### TRY IT
Before doing anything else, copy the entries below exactly.
*** Opening DATA SHOWN ***
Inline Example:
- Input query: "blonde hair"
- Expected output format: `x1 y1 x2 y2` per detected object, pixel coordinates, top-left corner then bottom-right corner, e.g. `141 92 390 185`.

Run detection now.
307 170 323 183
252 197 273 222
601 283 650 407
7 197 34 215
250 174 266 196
*** Closing DATA SHOWN ***
### WRITTEN SOLUTION
Inline Example:
- Input query: "blonde hair"
- Expected output format: `x1 y1 x2 y2` per detected object, pixel coordinates, top-left corner then bottom-right corner, e.g. `141 92 390 185`.

Run detection now.
307 170 323 183
252 197 273 222
601 283 650 407
7 197 34 215
250 174 266 196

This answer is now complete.